### [WHAT TO DO]
Pull out every line below that contains the string "steel" and copy each one in full. Case counts, so match only that exact capitalization.

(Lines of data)
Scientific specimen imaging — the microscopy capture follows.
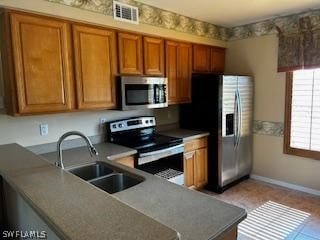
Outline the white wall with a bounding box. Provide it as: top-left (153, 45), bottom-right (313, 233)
top-left (0, 0), bottom-right (198, 146)
top-left (226, 35), bottom-right (320, 190)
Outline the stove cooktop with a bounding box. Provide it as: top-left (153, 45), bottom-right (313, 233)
top-left (118, 134), bottom-right (183, 153)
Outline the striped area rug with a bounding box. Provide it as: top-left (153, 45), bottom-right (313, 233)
top-left (238, 201), bottom-right (310, 240)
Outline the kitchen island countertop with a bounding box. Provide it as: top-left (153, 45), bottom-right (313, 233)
top-left (0, 144), bottom-right (246, 240)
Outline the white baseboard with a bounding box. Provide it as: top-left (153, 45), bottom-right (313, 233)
top-left (250, 174), bottom-right (320, 196)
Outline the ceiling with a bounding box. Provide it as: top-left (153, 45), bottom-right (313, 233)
top-left (137, 0), bottom-right (320, 27)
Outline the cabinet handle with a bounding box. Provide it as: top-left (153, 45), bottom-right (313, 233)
top-left (184, 151), bottom-right (196, 160)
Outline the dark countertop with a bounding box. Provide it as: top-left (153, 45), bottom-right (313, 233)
top-left (159, 128), bottom-right (209, 142)
top-left (0, 144), bottom-right (246, 240)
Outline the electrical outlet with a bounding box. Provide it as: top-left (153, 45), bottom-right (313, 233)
top-left (99, 118), bottom-right (107, 129)
top-left (40, 123), bottom-right (49, 136)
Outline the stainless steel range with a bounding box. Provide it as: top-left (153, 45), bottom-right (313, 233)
top-left (107, 116), bottom-right (184, 185)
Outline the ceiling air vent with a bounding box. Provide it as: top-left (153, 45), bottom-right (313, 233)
top-left (113, 1), bottom-right (139, 24)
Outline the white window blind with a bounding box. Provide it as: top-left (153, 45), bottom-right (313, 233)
top-left (290, 69), bottom-right (320, 151)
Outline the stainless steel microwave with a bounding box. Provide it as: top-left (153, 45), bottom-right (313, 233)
top-left (120, 76), bottom-right (168, 110)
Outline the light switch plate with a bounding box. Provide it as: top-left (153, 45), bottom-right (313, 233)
top-left (40, 123), bottom-right (49, 136)
top-left (0, 96), bottom-right (4, 109)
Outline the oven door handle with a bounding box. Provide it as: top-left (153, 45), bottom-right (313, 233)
top-left (138, 144), bottom-right (184, 165)
top-left (140, 144), bottom-right (183, 157)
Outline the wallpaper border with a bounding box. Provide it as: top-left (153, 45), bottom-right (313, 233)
top-left (44, 0), bottom-right (320, 41)
top-left (253, 120), bottom-right (284, 137)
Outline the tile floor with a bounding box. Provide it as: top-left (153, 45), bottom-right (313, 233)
top-left (203, 179), bottom-right (320, 240)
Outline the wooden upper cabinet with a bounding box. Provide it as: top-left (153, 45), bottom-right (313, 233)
top-left (178, 43), bottom-right (192, 103)
top-left (193, 45), bottom-right (225, 73)
top-left (143, 37), bottom-right (164, 76)
top-left (211, 47), bottom-right (225, 73)
top-left (73, 25), bottom-right (117, 109)
top-left (166, 41), bottom-right (192, 104)
top-left (193, 45), bottom-right (211, 72)
top-left (9, 12), bottom-right (73, 114)
top-left (166, 41), bottom-right (179, 104)
top-left (118, 32), bottom-right (143, 74)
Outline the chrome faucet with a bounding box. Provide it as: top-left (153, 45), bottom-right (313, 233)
top-left (55, 131), bottom-right (98, 169)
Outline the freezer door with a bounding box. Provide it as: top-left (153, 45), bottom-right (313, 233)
top-left (218, 76), bottom-right (238, 187)
top-left (236, 76), bottom-right (253, 178)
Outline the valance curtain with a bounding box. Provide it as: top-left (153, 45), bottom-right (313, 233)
top-left (277, 17), bottom-right (320, 72)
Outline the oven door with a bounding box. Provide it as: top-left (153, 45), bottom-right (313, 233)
top-left (135, 144), bottom-right (184, 185)
top-left (121, 77), bottom-right (168, 110)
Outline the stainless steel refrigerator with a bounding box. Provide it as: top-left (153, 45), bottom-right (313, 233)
top-left (180, 74), bottom-right (253, 192)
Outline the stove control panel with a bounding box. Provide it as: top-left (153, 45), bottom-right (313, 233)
top-left (108, 117), bottom-right (156, 132)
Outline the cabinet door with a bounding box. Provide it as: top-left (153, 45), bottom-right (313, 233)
top-left (183, 151), bottom-right (196, 187)
top-left (73, 25), bottom-right (116, 109)
top-left (118, 33), bottom-right (143, 74)
top-left (193, 45), bottom-right (211, 72)
top-left (10, 13), bottom-right (73, 114)
top-left (211, 47), bottom-right (225, 73)
top-left (143, 37), bottom-right (164, 75)
top-left (194, 148), bottom-right (208, 188)
top-left (166, 41), bottom-right (179, 104)
top-left (178, 43), bottom-right (192, 103)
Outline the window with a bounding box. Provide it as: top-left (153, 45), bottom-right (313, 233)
top-left (284, 68), bottom-right (320, 159)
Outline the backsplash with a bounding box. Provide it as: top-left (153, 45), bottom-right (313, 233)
top-left (45, 0), bottom-right (228, 40)
top-left (253, 120), bottom-right (284, 137)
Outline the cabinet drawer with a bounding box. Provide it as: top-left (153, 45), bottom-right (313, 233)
top-left (184, 137), bottom-right (207, 152)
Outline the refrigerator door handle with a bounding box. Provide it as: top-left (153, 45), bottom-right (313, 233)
top-left (233, 92), bottom-right (239, 149)
top-left (236, 90), bottom-right (242, 148)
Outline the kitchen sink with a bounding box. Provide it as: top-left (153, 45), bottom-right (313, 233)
top-left (68, 162), bottom-right (114, 181)
top-left (68, 162), bottom-right (144, 194)
top-left (90, 173), bottom-right (142, 194)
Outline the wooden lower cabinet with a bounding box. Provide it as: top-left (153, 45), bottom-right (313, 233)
top-left (183, 137), bottom-right (208, 188)
top-left (115, 155), bottom-right (134, 168)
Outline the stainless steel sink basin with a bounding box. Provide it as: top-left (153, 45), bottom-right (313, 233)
top-left (68, 162), bottom-right (144, 194)
top-left (90, 173), bottom-right (142, 194)
top-left (68, 162), bottom-right (114, 181)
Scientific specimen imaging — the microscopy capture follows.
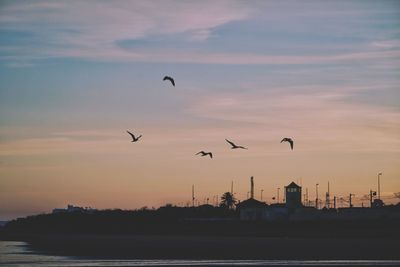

### [FULL RESPONSE]
Outline the stainless steel range with a bounding box. Provide it as: top-left (153, 45), bottom-right (313, 233)
Outline the stainless steel microwave with a bounding box. Provide it as: top-left (153, 45), bottom-right (313, 233)
Outline the stainless steel refrigerator with a bounding box. Provide it as: top-left (153, 45), bottom-right (313, 233)
Outline the stainless steel sink basin with a bounding box. Provide it as: top-left (153, 45), bottom-right (313, 233)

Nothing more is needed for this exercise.